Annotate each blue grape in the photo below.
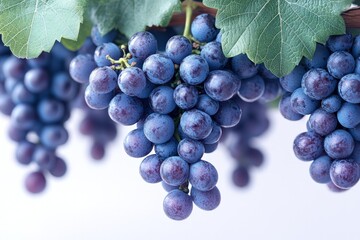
[124,128,153,158]
[128,32,157,60]
[179,54,209,85]
[304,43,330,69]
[279,65,306,92]
[290,88,320,115]
[189,160,218,191]
[155,138,178,158]
[160,156,190,186]
[25,171,46,193]
[337,102,360,128]
[177,138,205,163]
[326,34,353,52]
[293,132,324,161]
[309,108,338,136]
[144,113,175,144]
[238,75,265,102]
[69,54,97,83]
[338,73,360,103]
[200,42,228,71]
[196,94,219,116]
[118,67,146,96]
[89,66,117,94]
[40,125,69,149]
[94,43,122,67]
[327,51,355,79]
[15,140,36,165]
[190,186,221,211]
[231,54,259,78]
[91,26,117,46]
[11,104,37,130]
[24,68,50,93]
[204,70,240,101]
[108,93,144,125]
[143,54,175,84]
[301,68,337,100]
[165,35,192,64]
[173,84,198,110]
[324,129,354,159]
[309,155,332,183]
[139,154,162,183]
[191,13,218,42]
[163,189,193,220]
[180,109,212,140]
[51,72,80,101]
[84,85,115,110]
[202,122,222,144]
[37,98,65,123]
[330,159,360,189]
[214,99,242,128]
[321,94,342,113]
[149,86,176,114]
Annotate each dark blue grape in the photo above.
[124,128,153,158]
[180,109,212,140]
[108,93,144,125]
[128,32,157,60]
[293,132,324,161]
[338,73,360,103]
[139,154,162,183]
[327,51,355,79]
[309,155,332,183]
[191,13,219,42]
[200,42,228,71]
[330,159,360,189]
[173,84,198,110]
[143,54,175,84]
[231,54,259,78]
[301,68,337,100]
[69,54,97,83]
[190,186,221,211]
[160,156,190,186]
[163,189,193,220]
[25,171,46,194]
[204,70,240,101]
[144,113,175,144]
[324,129,354,159]
[165,35,192,64]
[177,138,205,163]
[179,54,209,85]
[337,102,360,128]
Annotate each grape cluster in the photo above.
[69,14,281,220]
[279,34,360,191]
[0,39,80,193]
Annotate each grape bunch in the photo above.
[69,14,281,220]
[0,39,80,193]
[279,34,360,191]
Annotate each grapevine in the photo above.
[0,0,360,227]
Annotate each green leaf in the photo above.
[61,14,92,51]
[92,0,181,37]
[204,0,352,76]
[0,0,85,58]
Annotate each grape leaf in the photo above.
[203,0,352,76]
[0,0,85,58]
[92,0,181,37]
[61,14,92,51]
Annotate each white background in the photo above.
[0,111,360,240]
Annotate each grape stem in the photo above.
[183,0,196,40]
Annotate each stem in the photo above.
[183,0,194,40]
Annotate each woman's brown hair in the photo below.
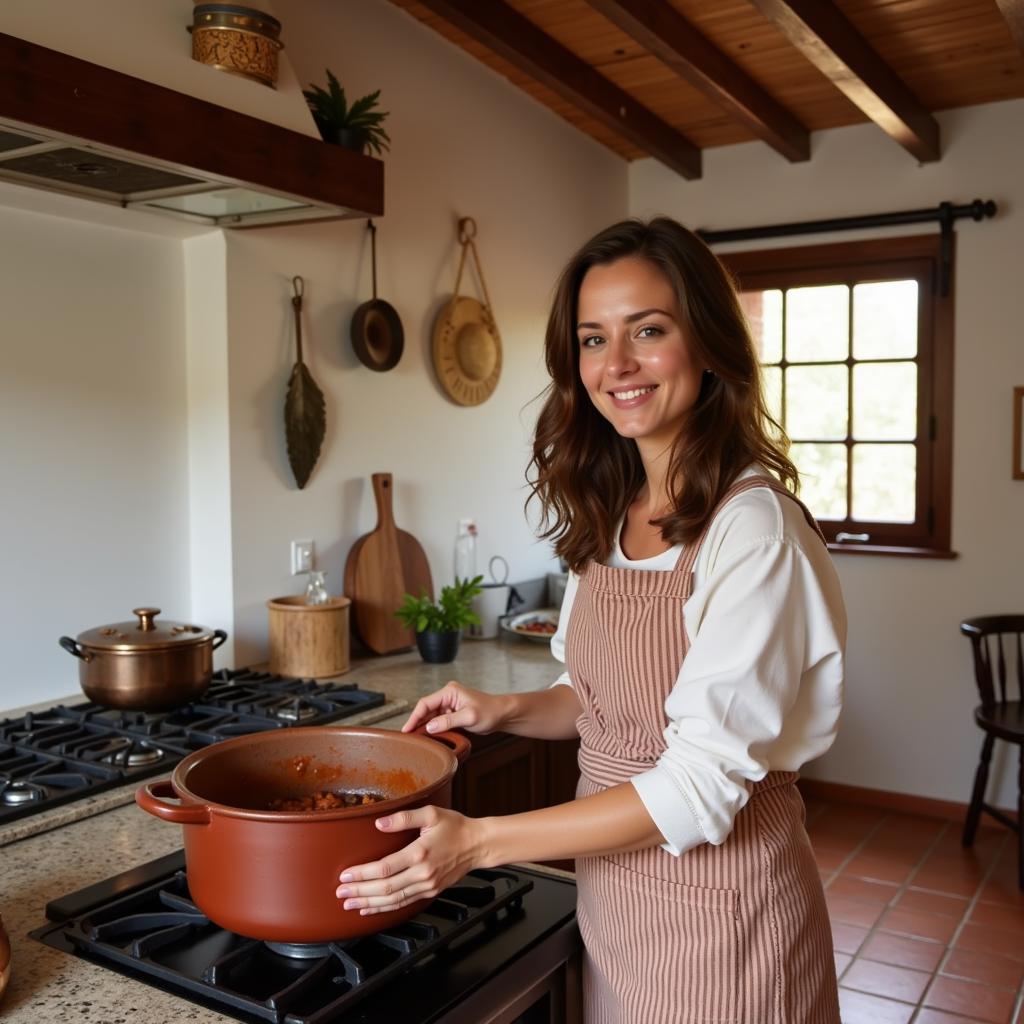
[526,217,799,571]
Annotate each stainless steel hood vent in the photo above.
[0,34,384,227]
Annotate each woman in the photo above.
[337,218,846,1024]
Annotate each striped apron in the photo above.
[566,477,840,1024]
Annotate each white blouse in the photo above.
[551,468,846,856]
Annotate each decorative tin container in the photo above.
[188,3,284,89]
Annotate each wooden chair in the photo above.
[961,615,1024,889]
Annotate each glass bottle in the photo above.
[455,519,476,580]
[306,569,331,604]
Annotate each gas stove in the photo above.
[0,669,384,824]
[31,851,580,1024]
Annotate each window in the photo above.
[722,234,952,557]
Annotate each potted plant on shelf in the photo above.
[395,575,483,665]
[302,70,391,156]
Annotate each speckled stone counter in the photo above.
[0,636,560,1024]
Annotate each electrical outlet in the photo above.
[292,541,313,575]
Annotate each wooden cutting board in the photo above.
[345,473,434,654]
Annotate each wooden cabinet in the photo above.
[452,732,580,818]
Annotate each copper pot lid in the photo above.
[78,608,214,651]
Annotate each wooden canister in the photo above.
[266,596,352,679]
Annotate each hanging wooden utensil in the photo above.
[285,278,327,490]
[433,217,502,406]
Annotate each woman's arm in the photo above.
[401,681,581,739]
[335,778,665,914]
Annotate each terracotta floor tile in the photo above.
[843,956,932,1002]
[955,925,1024,962]
[941,946,1024,988]
[828,871,899,906]
[981,867,1024,907]
[924,975,1017,1024]
[860,932,942,980]
[968,903,1024,941]
[896,886,969,921]
[913,1010,985,1024]
[814,846,850,870]
[833,952,853,978]
[879,908,956,942]
[913,858,985,896]
[839,986,914,1024]
[831,921,867,953]
[825,890,885,928]
[843,853,916,885]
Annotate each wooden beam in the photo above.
[588,0,811,162]
[995,0,1024,54]
[411,0,700,178]
[0,34,384,216]
[751,0,941,163]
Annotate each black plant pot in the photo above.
[321,127,367,153]
[416,630,462,665]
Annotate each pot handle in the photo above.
[57,637,92,662]
[135,778,210,825]
[413,725,473,764]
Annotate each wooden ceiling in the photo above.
[392,0,1024,178]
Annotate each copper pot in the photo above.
[135,726,469,942]
[57,608,227,711]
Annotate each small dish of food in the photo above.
[502,608,558,643]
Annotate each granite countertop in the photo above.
[0,635,560,1024]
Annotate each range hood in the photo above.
[0,33,384,227]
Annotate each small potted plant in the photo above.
[302,70,391,156]
[395,575,483,665]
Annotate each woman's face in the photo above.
[577,256,705,457]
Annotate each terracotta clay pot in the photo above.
[0,918,10,999]
[135,726,469,942]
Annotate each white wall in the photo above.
[219,0,628,662]
[0,206,190,708]
[630,100,1024,806]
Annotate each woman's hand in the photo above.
[401,681,511,735]
[335,807,481,916]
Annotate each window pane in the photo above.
[785,285,850,362]
[761,367,782,424]
[739,288,782,362]
[853,362,918,441]
[853,281,918,359]
[853,444,918,522]
[785,366,849,440]
[790,444,846,519]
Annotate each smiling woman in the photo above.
[336,218,846,1024]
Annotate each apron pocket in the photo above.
[578,854,742,1024]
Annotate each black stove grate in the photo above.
[0,669,385,824]
[31,851,575,1024]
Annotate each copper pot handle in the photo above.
[135,778,210,825]
[413,725,473,764]
[57,637,92,662]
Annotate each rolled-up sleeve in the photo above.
[551,572,580,686]
[632,537,846,856]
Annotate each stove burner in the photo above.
[0,669,385,827]
[88,737,164,768]
[263,942,333,959]
[0,782,46,807]
[273,699,316,722]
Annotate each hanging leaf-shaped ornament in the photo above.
[285,278,327,490]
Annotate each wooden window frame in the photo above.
[719,234,955,558]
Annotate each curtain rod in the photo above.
[695,199,996,246]
[695,199,997,296]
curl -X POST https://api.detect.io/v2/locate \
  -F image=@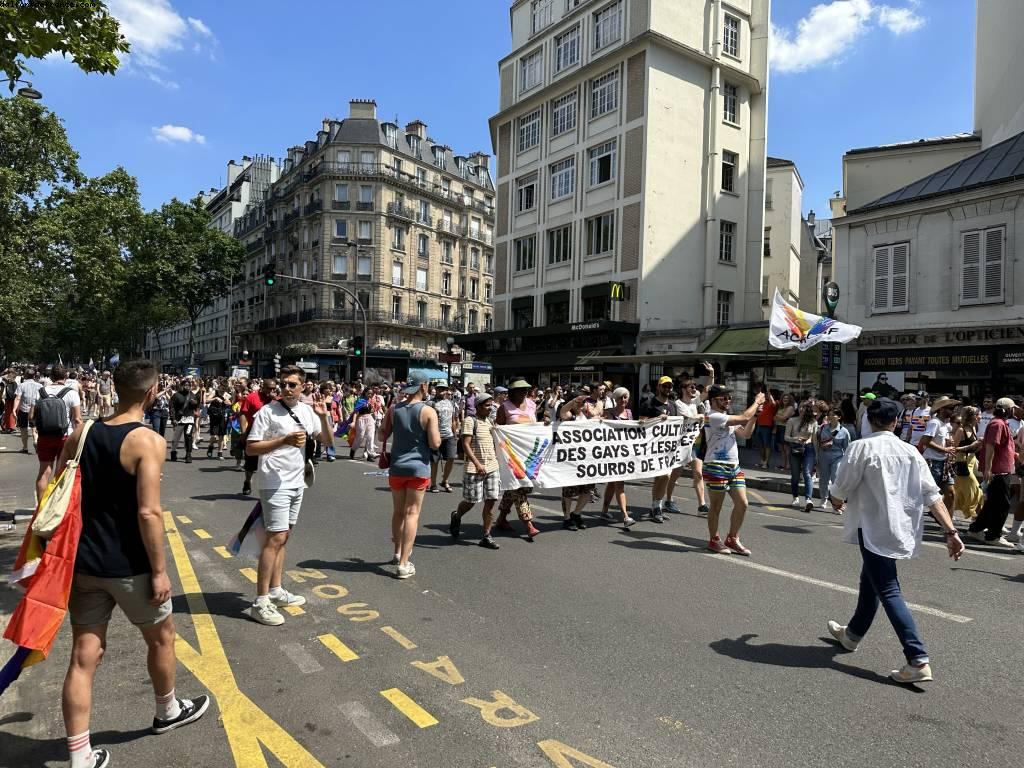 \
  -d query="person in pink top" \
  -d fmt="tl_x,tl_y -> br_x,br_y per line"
967,397 -> 1017,549
495,379 -> 541,542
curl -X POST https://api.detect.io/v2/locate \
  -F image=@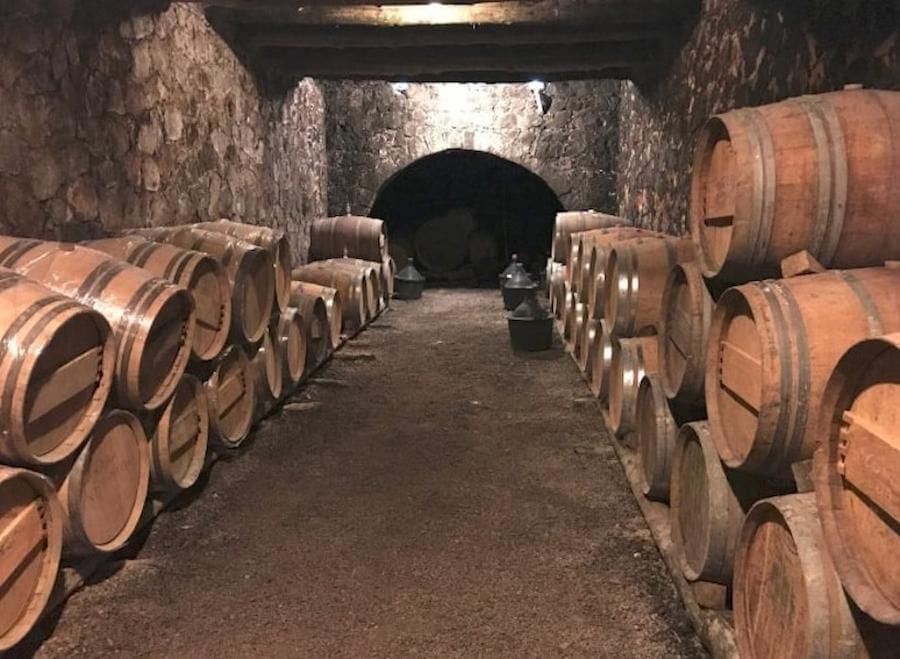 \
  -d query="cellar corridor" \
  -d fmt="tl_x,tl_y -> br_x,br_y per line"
21,290 -> 702,658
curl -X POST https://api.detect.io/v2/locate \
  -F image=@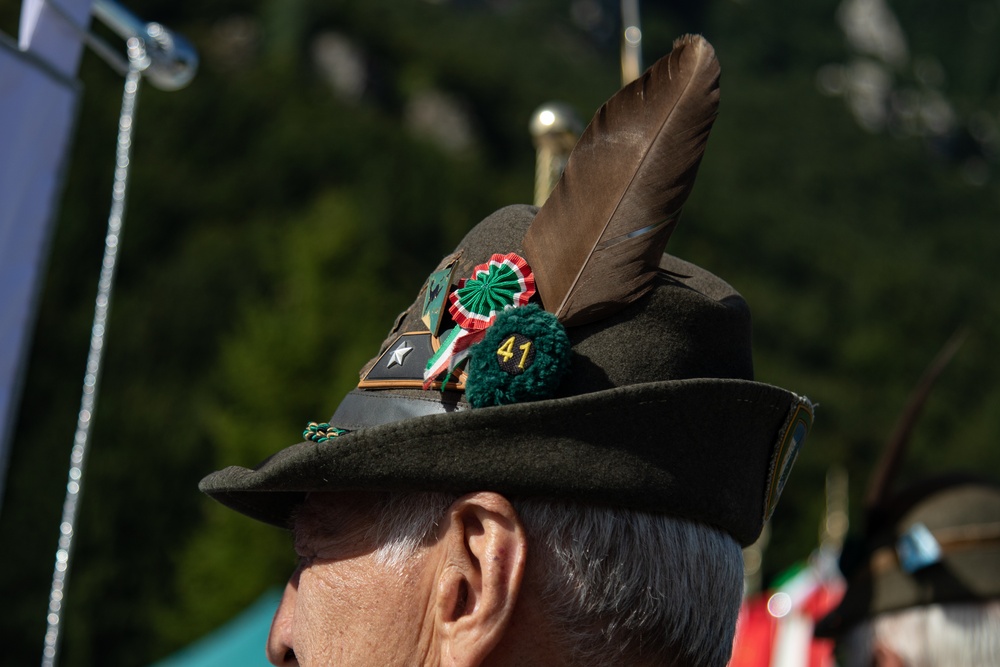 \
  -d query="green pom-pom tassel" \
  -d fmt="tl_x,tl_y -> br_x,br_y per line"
465,304 -> 572,408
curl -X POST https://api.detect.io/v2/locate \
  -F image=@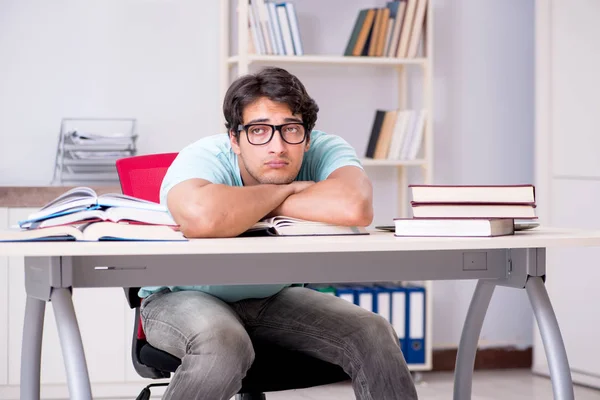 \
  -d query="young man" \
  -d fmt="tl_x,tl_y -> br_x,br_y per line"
140,68 -> 417,400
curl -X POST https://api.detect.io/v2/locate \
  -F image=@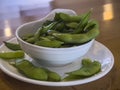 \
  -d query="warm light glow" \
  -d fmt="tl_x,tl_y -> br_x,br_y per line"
4,20 -> 12,37
103,3 -> 113,20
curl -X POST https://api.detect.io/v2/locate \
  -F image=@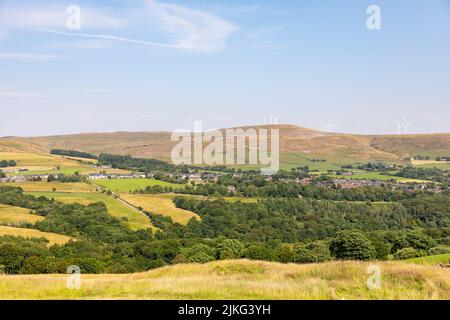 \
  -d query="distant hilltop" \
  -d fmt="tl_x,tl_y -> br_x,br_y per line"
0,125 -> 450,165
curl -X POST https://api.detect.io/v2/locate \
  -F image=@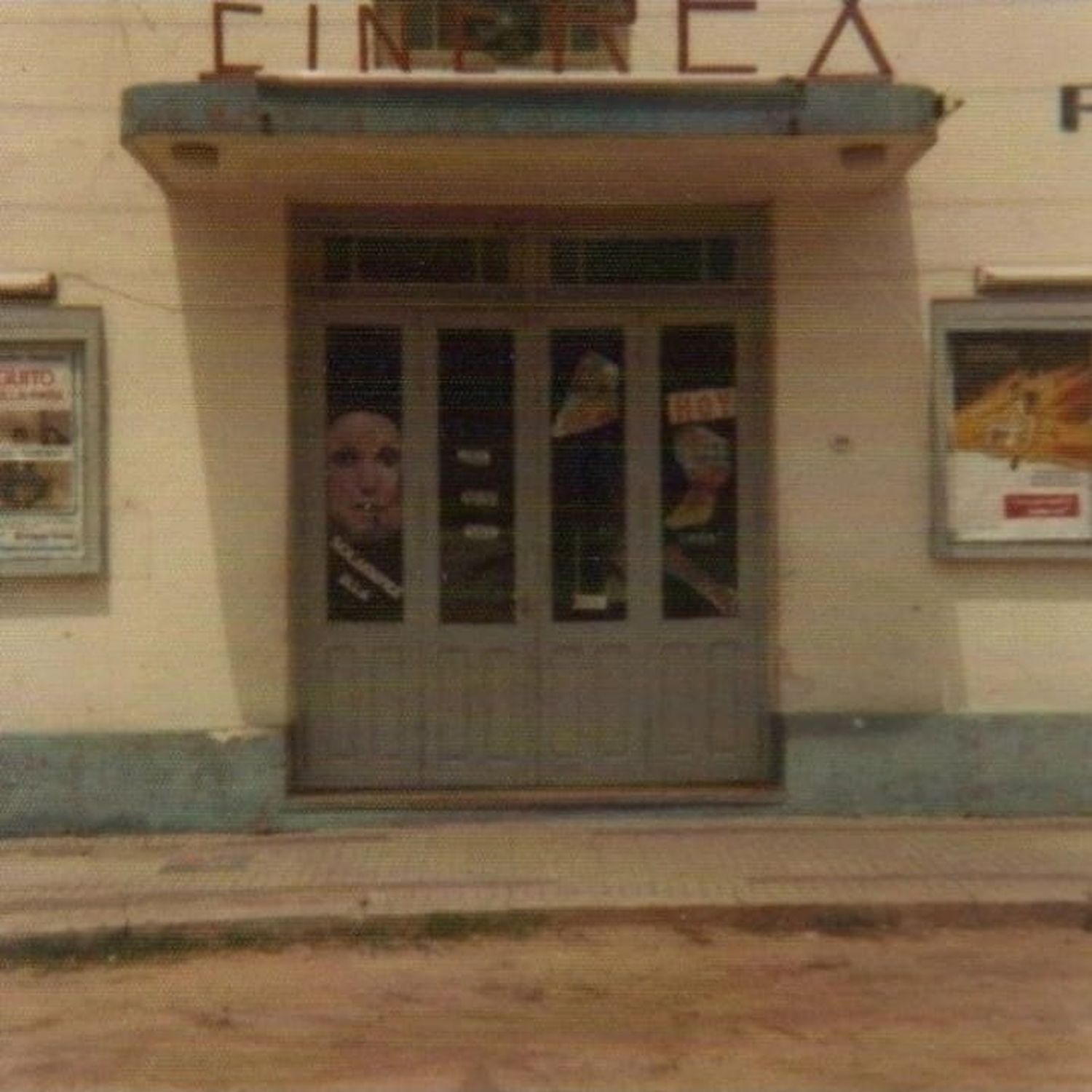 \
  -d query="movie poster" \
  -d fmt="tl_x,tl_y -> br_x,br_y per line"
661,325 -> 738,620
325,327 -> 404,622
0,347 -> 84,561
948,330 -> 1092,542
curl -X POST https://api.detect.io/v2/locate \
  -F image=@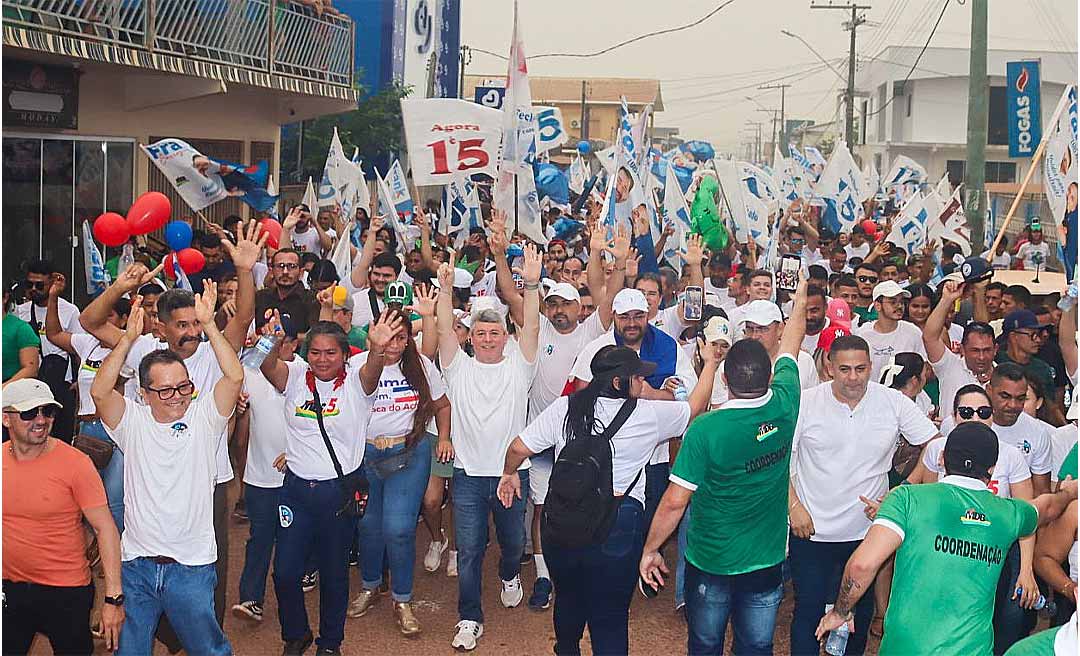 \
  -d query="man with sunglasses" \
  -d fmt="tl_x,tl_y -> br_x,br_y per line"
922,280 -> 998,417
2,378 -> 124,654
90,285 -> 243,656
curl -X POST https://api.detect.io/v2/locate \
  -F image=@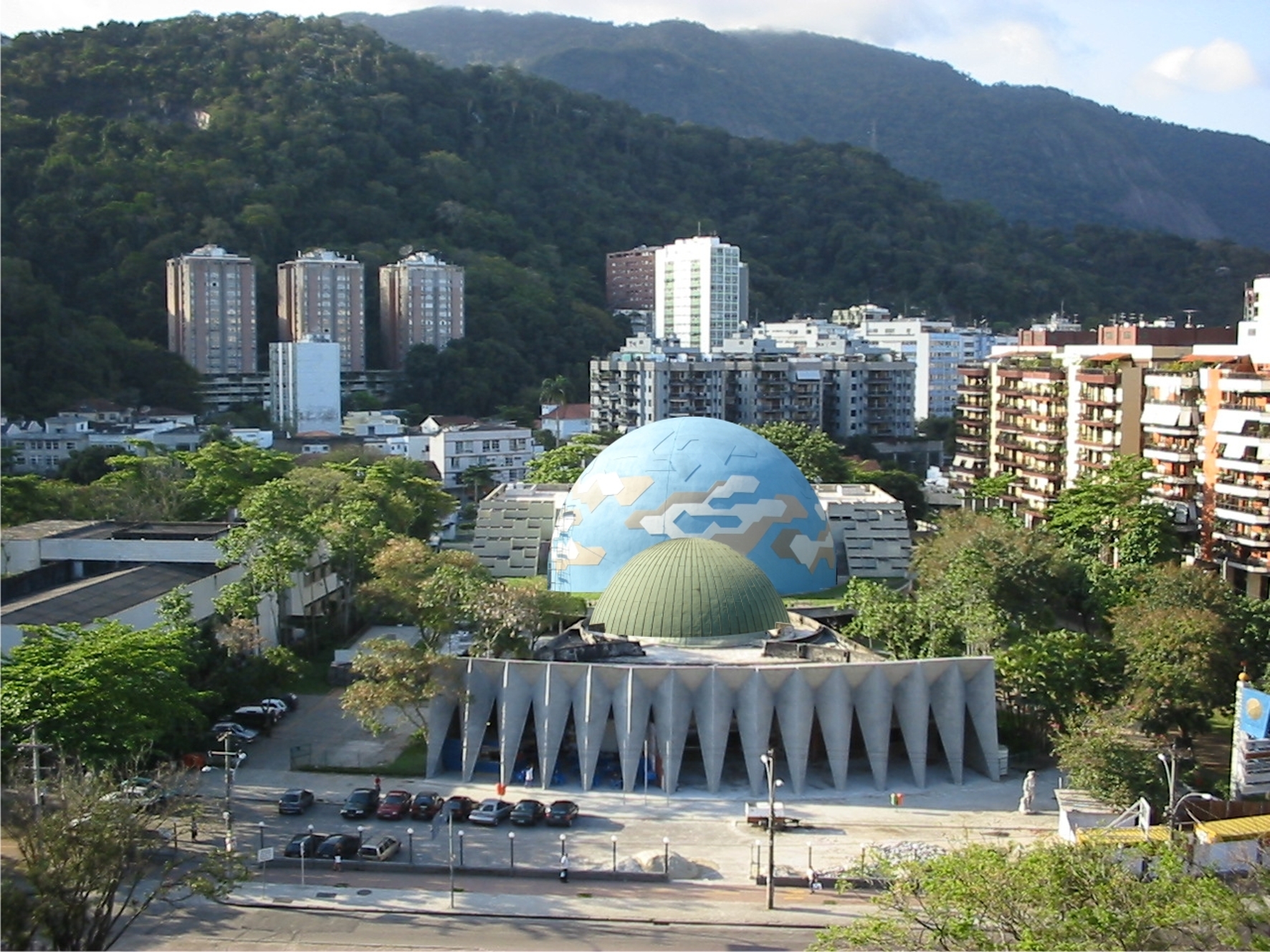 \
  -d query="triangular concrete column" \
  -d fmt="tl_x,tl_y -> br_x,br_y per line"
692,668 -> 732,794
816,668 -> 852,789
573,664 -> 613,789
931,665 -> 965,783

────

# [WHAT THIS TASK INVOLVES]
Put the stretch of items from the line containing "Annotate each copper pot lid" through the line containing "[392,0,1024,178]" into a numbered list, both ends included, leaving out any blank lines.

# [SOLUTION FOR THIS TASK]
1. Annotate each copper pot lid in the photo above.
2. [78,608,214,651]
3. Annotate each wooden canister in the photo above.
4. [266,596,352,679]
5. Annotate each hanging wooden utensil in the photo above.
6. [285,278,327,490]
7. [433,217,502,406]
8. Annotate each woman's arm in the photo above.
9. [401,681,581,739]
10. [335,778,665,914]
11. Annotate each terracotta floor tile in the photo above.
12. [843,956,932,1002]
13. [955,925,1024,962]
14. [941,946,1024,988]
15. [828,871,899,906]
16. [981,867,1024,907]
17. [924,975,1017,1024]
18. [860,932,942,980]
19. [968,903,1024,941]
20. [896,886,969,921]
21. [913,1010,985,1024]
22. [814,846,850,870]
23. [833,952,853,978]
24. [879,908,956,942]
25. [913,858,985,896]
26. [839,986,914,1024]
27. [831,921,867,953]
28. [825,890,885,928]
29. [843,853,916,885]
30. Annotate each wooden beam in the photo above.
31. [588,0,811,162]
32. [995,0,1024,54]
33. [411,0,700,178]
34. [0,34,384,216]
35. [751,0,941,163]
36. Annotate each black plant pot in the photo above.
37. [321,127,367,153]
38. [416,630,462,665]
39. Annotate each pot handle in the photo above.
40. [57,637,92,662]
41. [135,778,210,825]
42. [413,725,473,764]
43. Annotate each wooden ceiling in the photo above.
44. [392,0,1024,178]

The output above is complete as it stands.